— Start of Provided entries —
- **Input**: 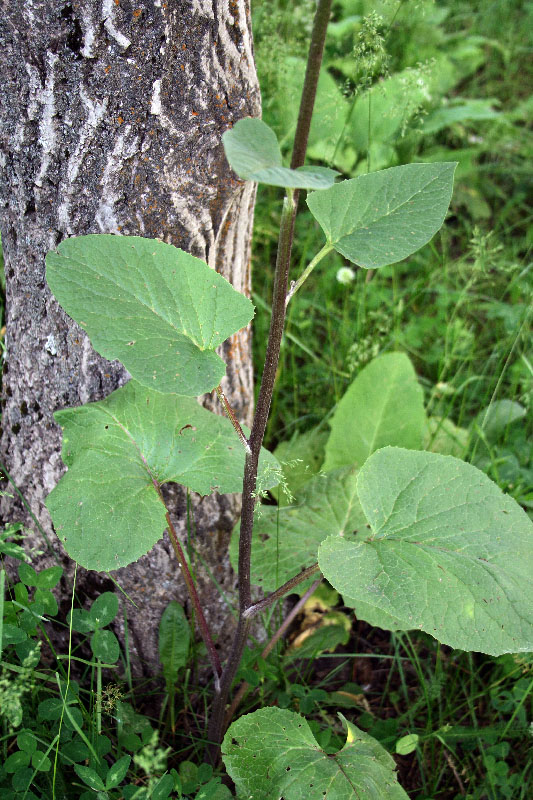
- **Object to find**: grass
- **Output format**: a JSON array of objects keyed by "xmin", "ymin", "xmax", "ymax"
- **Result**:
[{"xmin": 0, "ymin": 0, "xmax": 533, "ymax": 800}]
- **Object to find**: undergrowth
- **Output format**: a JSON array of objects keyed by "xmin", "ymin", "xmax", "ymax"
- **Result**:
[{"xmin": 0, "ymin": 0, "xmax": 533, "ymax": 800}]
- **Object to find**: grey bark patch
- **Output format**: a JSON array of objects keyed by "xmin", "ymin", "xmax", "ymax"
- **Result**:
[{"xmin": 0, "ymin": 0, "xmax": 260, "ymax": 673}]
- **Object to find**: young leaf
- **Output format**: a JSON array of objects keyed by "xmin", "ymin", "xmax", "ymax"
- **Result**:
[
  {"xmin": 222, "ymin": 117, "xmax": 339, "ymax": 189},
  {"xmin": 324, "ymin": 353, "xmax": 426, "ymax": 470},
  {"xmin": 307, "ymin": 163, "xmax": 457, "ymax": 269},
  {"xmin": 74, "ymin": 764, "xmax": 105, "ymax": 792},
  {"xmin": 46, "ymin": 381, "xmax": 278, "ymax": 571},
  {"xmin": 46, "ymin": 234, "xmax": 254, "ymax": 397},
  {"xmin": 159, "ymin": 600, "xmax": 191, "ymax": 684},
  {"xmin": 319, "ymin": 447, "xmax": 533, "ymax": 655},
  {"xmin": 230, "ymin": 467, "xmax": 365, "ymax": 592},
  {"xmin": 222, "ymin": 708, "xmax": 407, "ymax": 800}
]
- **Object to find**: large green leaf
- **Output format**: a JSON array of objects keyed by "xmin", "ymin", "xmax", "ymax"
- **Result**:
[
  {"xmin": 324, "ymin": 353, "xmax": 426, "ymax": 470},
  {"xmin": 319, "ymin": 447, "xmax": 533, "ymax": 655},
  {"xmin": 46, "ymin": 234, "xmax": 254, "ymax": 397},
  {"xmin": 46, "ymin": 381, "xmax": 278, "ymax": 571},
  {"xmin": 222, "ymin": 117, "xmax": 339, "ymax": 189},
  {"xmin": 230, "ymin": 467, "xmax": 365, "ymax": 592},
  {"xmin": 307, "ymin": 163, "xmax": 457, "ymax": 269},
  {"xmin": 222, "ymin": 708, "xmax": 407, "ymax": 800}
]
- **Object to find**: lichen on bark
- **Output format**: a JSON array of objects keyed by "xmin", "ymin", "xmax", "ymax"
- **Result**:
[{"xmin": 0, "ymin": 0, "xmax": 260, "ymax": 671}]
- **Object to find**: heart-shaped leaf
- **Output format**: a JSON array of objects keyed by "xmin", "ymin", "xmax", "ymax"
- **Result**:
[
  {"xmin": 159, "ymin": 600, "xmax": 191, "ymax": 685},
  {"xmin": 319, "ymin": 447, "xmax": 533, "ymax": 655},
  {"xmin": 230, "ymin": 467, "xmax": 365, "ymax": 592},
  {"xmin": 307, "ymin": 163, "xmax": 457, "ymax": 269},
  {"xmin": 46, "ymin": 381, "xmax": 279, "ymax": 571},
  {"xmin": 222, "ymin": 117, "xmax": 339, "ymax": 189},
  {"xmin": 222, "ymin": 708, "xmax": 407, "ymax": 800},
  {"xmin": 324, "ymin": 353, "xmax": 426, "ymax": 470},
  {"xmin": 46, "ymin": 234, "xmax": 254, "ymax": 397}
]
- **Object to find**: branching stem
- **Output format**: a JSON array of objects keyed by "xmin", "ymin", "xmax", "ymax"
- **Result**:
[
  {"xmin": 208, "ymin": 0, "xmax": 332, "ymax": 762},
  {"xmin": 243, "ymin": 563, "xmax": 319, "ymax": 619},
  {"xmin": 215, "ymin": 384, "xmax": 252, "ymax": 455},
  {"xmin": 166, "ymin": 511, "xmax": 222, "ymax": 692},
  {"xmin": 226, "ymin": 577, "xmax": 322, "ymax": 725},
  {"xmin": 285, "ymin": 243, "xmax": 333, "ymax": 306}
]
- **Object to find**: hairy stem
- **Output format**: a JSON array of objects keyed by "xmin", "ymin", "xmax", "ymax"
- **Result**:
[
  {"xmin": 243, "ymin": 563, "xmax": 319, "ymax": 619},
  {"xmin": 166, "ymin": 511, "xmax": 222, "ymax": 691},
  {"xmin": 215, "ymin": 385, "xmax": 252, "ymax": 455},
  {"xmin": 226, "ymin": 577, "xmax": 322, "ymax": 725},
  {"xmin": 208, "ymin": 0, "xmax": 332, "ymax": 761},
  {"xmin": 285, "ymin": 243, "xmax": 333, "ymax": 306}
]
— End of Provided entries —
Task details: Find each line in the records that contains the string "bark" and copy those lines.

Finished exercise:
- **Object to find**: grey bark patch
- **Object to find**: lichen on bark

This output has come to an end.